ФРАГМЕНТ ТЕКСТА >>
Ительсону, однако, не нужен был никакой Бергсон. Ительсону нужен был Ительсон да еще квалифицированная аудитория, которая заслушала бы его доклад в секции по логике и математике. Он без лишних церемоний придвинул стул к нашему столику и на правах как бы старшего родственника обратился ко мне: «Я хорошо знаю вашу тетушку Эсфирь Захарьевну (младшая сестра матери Эльяшева-Гурлянд)[722]. Если у вас хотя бы десятая доля ее философских способностей, вы сможете оказать мне большую услугу. Дело в том…»

Дело оказалось в том, что Ительсон, органически не любивший писать, — и в этом отношении тоже прямая противоположность Шестову, — устные свои доклады делал всегда экспромтом, и для того чтобы они были включены в печатный отчет конгресса, надо было представить рукопись. А откуда же ей взяться? Вот если я буду присутствовать на его лекции и записывать, доклад его не пропадет. А делать его он будет по-немецки.

Тут вмешался Шестов. «Скажите, — обратился он к Ительсону, — почему вы сами не пишете? Не потому ли, может быть, что, когда вы напишете на бумаге, получается так тонко, что вы сами замечаете, что рвется? Не то что у Канта или Гегеля! — у них пряжа грубая, узловатая, ножом не разрежешь, а вот у вас вот…» Ительсон ощетинился. Мастерство, с которым Шестов отпускал обоюдоострые комплименты, подбитые язвительностью, не было секретом. К тому же совесть у Ительсона была не совсем чиста. Это именно он пустил в оборот каламбур о пяти дураках, которые слушают «Шестого». Приходилось перейти от обороны к нападению. Круглое, полное лицо Ительсона побагровело, и мне казалось, что теперь уж не избежать резкого между ними столкновения. «И зачем это, — думал я, — Шестов так больно наступил ему на мозоль? Теперь у Григория Борисовича полное право заступиться за права человека и Сократа, т. е. философа без полного собрания сочинений». Судьба, однако, уберегла представителя молодого поколения от непристойного зрелища. Бой не состоялся. Чистое тщеславие победило без боя.

Неподалеку от нашего столика уже несколько минут стояли и прислушивались к разговору две молоденькие студентки университета в Болонье в своих синих бархатных шапочках, явно порываясь подойти поближе. Воспользовавшись моментом затишья перед бурей, одна из них, держа перед собою, как щит, альбом в синем бархатном переплете, подскочила к Ительсону и, сгорая от смущения, попросила его на очень плохом немецком языке написать в ее альбом автограф: «У меня уже целая коллекция автографов знаменитых философов»[723]. Лицо сурового среброкудрого бойца сразу прояснилось. «Ах, как это кстати! — воскликнул он с простосердечной улыбкой. — Мы тут как раз анализировали, насколько важно в философии закреплять мысли в письменной форме. Так я вам об этом и напишу». И он написал в альбом студентке: «Оригинальная мысль прекраснее самого красивого почерка». Молоденькая барышня необыкновенно обрадовалась, зарумянилась до самых корней черных как смоль волос, оглянулась на свою подружку, поцеловала Григория Борисовича под самые очки и стремительно унеслась. Неожиданно для нас была разыграна басня в лицах. Мораль ее для меня была ясна: она ставила самолюбивого ученого, некогда любимого ученика Менделеева, первоклассного знатока истории греческой математики и новейшей теории чисел, на один уровень с бойкой итальянской студенткой. Но Шестов совсем поник. Он увидел в басне подтверждение тому, что внешность, увы, обманчива и что лучше оставаться в тени, чем быть оцененным не по достоинству. Впрочем, всем, не исключая Ительсона, стало грустно. Очевидно, все мы, каждый по-своему, ощутили трагический разлад между действительностью и мыслью, все мы, и стар и млад, позавидовали на минуту бездумной молодости. Об этой сценке в вегетарианском ресторане в Болонье и Шестов и Ительсон вспоминали еще двадцать лет спустя[724]. Мне же обидно было вчуже за Льва Исааковича: «Вот тебе и Бергсон».

Записи, извлеченные из коллекции:
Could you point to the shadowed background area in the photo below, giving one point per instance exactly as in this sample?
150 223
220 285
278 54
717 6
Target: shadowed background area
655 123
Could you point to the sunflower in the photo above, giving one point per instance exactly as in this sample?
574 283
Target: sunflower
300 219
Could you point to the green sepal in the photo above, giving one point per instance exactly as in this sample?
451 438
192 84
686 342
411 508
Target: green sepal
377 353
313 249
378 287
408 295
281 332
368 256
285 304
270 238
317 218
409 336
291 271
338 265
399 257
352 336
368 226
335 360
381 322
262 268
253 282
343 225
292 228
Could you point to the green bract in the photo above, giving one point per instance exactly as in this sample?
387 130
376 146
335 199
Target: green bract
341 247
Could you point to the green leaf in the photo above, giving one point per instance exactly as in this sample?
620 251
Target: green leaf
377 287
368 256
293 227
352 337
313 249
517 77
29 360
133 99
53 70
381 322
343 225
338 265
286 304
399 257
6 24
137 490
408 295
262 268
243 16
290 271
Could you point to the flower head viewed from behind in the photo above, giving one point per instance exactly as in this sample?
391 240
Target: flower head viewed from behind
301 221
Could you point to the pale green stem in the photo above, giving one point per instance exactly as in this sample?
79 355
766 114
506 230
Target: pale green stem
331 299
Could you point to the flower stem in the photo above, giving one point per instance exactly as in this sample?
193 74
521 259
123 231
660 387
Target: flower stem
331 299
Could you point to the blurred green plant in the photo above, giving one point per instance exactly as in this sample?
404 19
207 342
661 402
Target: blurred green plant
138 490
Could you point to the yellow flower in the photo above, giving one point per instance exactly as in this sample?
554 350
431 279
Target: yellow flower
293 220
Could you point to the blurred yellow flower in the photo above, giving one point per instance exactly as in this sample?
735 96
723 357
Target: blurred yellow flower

СУТЬ ЗАДАНИЯ >>
Продолжите воспоминания о встрече Шестова и Ительсона в Болонье, начав сразу после их последнего предложения.

РЕЗУЛЬТАТ >>
А я сам? Я сам был сбит с толку. В последующих моих беседах с Ительсоном в Болонье, Равенне и Риме я неоднократно старался замолвить словечко за Льва Исааковича. Но Григорий Борисович был непреклонен. «Если хотите стать философом, — учил он меня, — не жалейте, а избегайте болтунов». — «Но позвольте, Григорий Борисович…» — «Ничего не позвольте, — сами со временем увидите, что все это совершенно безответственная болтовня». Ительсону суждено было еще до Второй мировой войны погибнуть от злодейского нападения на берлинском Курфюрстендаме. Кто знает, может быть, он уже в 1911 году предчувствовал великие опасности, грозившие гибелью и ему лично в разнузданной стихии безответственной мысли. А «русский Ницше» посмотрел на Бергсона, выслушал его доклад, был даже представлен ему и уехал с убеждением, что «хрен редьки не слаще — дальше Спинозы и Бергсон не пошел!»


После встречи в Болонье предполагалось, что я снова увижу Льва Исааковича не позже, чем через четыре года, так как следующий Международный философский конгресс, пятый по счету, должен был состояться в 1915 году в Лондоне. Но уже в 1914 году «состоялась» Первая мировая война. В это время мало кому было дела до философии и до международных съездов. Последовали революции, личные связи рвались, люди теряли друг друга из виду. Смута в умах росла из года в год, и когда стихия выбросила меня наконец в 1918 году, не безличных моих усилий, на берега Невы, я неожиданно оказался в кругу людей, среди которых неизменно присутствовал Лев Шестов — присутствовал не физически, но еще более конкретно, как непрерывно действующая духовная потенция.